* _Instruction_:
Pull out every line in the material below that contains the word "railing", and copy each of those lines in full.
++++ Stored rows
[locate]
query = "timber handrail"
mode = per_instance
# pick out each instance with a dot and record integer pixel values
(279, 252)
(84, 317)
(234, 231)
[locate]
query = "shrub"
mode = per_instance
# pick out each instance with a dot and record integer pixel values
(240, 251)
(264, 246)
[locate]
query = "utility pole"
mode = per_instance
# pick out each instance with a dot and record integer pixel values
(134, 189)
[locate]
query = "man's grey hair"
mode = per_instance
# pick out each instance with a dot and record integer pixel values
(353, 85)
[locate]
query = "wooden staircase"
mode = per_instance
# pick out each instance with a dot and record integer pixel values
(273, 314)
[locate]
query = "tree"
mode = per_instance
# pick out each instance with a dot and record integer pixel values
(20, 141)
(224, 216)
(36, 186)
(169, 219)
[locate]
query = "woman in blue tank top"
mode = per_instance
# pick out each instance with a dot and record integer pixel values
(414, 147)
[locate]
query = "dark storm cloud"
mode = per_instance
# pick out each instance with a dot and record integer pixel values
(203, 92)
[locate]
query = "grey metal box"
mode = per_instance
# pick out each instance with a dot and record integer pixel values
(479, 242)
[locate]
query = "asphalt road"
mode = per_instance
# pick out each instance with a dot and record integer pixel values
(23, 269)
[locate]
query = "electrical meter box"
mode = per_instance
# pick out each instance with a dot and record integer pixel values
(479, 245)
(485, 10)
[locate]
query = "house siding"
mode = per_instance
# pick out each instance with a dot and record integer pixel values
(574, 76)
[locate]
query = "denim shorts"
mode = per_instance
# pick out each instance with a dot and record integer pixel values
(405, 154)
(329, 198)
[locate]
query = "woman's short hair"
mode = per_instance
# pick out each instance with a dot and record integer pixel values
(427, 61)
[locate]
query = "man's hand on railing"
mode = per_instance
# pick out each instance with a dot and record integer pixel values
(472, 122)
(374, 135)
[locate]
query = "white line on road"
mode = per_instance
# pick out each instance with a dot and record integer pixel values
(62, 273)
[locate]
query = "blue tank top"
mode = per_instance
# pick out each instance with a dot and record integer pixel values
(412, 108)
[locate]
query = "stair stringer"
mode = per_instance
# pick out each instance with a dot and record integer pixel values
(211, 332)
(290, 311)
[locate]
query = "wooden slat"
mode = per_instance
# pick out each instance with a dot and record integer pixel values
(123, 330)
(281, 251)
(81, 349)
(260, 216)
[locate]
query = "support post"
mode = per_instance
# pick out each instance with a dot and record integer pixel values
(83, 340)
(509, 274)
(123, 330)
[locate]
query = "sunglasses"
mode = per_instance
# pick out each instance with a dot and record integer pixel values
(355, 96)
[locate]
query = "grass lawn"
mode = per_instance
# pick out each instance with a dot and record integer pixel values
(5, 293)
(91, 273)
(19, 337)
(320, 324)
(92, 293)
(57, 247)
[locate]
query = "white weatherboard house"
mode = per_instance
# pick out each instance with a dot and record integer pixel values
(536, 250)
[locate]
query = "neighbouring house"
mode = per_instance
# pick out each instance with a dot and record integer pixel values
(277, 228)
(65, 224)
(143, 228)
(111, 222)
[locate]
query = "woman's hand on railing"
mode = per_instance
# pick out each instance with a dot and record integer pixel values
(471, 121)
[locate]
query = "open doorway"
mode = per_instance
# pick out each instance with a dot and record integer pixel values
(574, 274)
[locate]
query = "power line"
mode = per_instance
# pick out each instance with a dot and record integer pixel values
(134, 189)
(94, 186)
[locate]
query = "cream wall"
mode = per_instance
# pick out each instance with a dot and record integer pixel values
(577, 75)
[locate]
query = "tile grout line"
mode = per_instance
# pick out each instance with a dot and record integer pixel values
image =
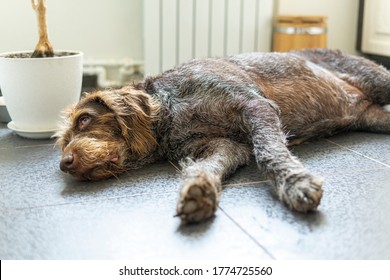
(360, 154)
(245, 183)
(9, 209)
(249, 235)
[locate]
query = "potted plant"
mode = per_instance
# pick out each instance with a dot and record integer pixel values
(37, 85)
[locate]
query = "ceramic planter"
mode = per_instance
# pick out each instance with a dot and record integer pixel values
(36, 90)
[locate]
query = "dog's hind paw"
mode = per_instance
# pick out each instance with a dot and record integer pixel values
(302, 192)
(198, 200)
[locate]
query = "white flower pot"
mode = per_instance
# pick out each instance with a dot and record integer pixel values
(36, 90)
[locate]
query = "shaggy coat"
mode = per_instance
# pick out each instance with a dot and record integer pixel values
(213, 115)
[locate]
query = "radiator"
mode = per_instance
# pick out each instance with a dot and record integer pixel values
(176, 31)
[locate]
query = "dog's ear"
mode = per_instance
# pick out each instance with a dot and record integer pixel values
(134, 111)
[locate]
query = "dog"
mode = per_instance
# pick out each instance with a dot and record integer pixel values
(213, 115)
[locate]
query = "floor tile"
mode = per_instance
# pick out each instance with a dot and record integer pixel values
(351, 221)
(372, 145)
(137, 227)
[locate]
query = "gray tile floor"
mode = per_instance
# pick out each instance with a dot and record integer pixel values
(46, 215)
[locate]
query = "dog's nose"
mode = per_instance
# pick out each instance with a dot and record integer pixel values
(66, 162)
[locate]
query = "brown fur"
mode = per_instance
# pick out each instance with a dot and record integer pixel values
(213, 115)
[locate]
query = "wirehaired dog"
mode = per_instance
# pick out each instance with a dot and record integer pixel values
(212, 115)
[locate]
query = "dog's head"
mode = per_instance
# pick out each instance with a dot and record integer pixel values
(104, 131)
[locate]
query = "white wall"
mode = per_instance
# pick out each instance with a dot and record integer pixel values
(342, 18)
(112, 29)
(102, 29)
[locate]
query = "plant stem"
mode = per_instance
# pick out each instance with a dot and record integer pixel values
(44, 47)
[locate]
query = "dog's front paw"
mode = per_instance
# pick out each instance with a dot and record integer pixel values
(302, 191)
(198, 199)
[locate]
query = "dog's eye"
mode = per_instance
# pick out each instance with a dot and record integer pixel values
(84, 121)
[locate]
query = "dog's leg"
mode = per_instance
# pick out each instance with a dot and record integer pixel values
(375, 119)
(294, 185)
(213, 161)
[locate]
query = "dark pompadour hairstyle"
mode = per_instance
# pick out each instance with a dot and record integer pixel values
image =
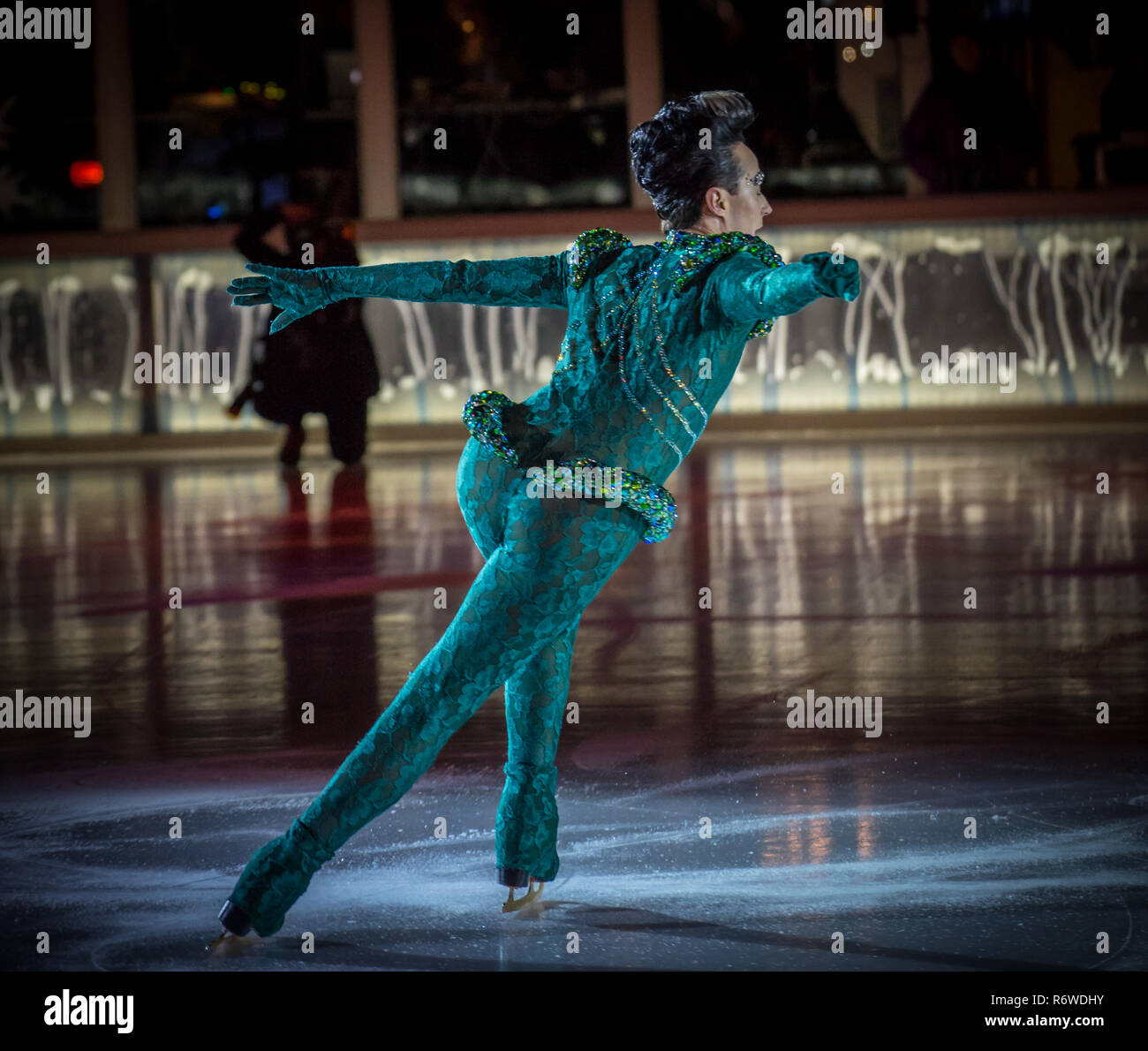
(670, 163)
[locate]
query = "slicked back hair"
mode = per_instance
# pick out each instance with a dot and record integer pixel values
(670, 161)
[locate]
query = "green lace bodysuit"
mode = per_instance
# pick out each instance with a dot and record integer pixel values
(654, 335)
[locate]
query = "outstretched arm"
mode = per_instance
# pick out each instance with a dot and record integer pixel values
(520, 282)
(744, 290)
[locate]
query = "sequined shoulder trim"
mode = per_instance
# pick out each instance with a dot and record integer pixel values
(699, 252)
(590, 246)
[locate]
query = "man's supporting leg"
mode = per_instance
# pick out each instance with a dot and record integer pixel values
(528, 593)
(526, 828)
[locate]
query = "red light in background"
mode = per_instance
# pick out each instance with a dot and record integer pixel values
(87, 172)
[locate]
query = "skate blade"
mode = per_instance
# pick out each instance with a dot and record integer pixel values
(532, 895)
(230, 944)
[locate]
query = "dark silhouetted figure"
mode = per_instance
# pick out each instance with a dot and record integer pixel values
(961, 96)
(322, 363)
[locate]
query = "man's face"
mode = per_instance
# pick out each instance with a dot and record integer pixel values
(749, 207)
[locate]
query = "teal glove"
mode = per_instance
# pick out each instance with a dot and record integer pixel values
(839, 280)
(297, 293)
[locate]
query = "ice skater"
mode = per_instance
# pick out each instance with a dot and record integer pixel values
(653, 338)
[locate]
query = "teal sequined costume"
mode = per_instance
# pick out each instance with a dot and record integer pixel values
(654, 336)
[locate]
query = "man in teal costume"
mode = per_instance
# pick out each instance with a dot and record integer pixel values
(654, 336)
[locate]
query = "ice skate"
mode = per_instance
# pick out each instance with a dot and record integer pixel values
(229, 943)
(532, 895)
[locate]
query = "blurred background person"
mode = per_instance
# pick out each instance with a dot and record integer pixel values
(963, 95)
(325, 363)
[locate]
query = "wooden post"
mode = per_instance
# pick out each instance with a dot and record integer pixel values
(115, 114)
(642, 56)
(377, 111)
++++++++
* _Answer to the problem_:
query = "man's hand on railing"
query = "woman's hand on railing"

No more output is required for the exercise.